INSTRUCTIONS TO FOLLOW: Bring together all lines of the material below that contain the string "above".

PROVIDED RECORDS:
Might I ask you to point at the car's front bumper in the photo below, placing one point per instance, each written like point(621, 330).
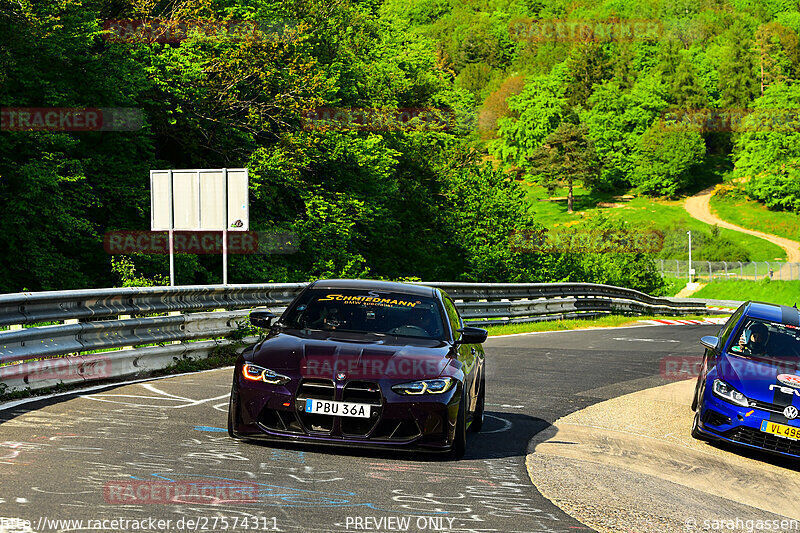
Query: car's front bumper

==

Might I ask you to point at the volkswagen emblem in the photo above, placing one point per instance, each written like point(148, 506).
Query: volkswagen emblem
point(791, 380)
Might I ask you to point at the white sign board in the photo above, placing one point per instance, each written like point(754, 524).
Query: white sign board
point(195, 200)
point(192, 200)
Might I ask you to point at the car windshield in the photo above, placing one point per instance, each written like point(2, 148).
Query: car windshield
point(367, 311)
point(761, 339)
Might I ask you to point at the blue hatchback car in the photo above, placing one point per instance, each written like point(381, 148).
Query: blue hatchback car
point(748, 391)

WRITTEN RESPONSE:
Might I ask you to point at the volkswagen emblem in the photo above, placing one point per instance, each written like point(148, 506).
Might I ask you to point at the white sign board in the photo above, placing one point per instance, each written like point(754, 524).
Might I ask you to point at the car windshield in the photo above, placing one point per instance, each written like point(2, 148).
Might I ask you to point at the blue hatchback car in the photo above, placing one point per instance, each written like point(381, 148).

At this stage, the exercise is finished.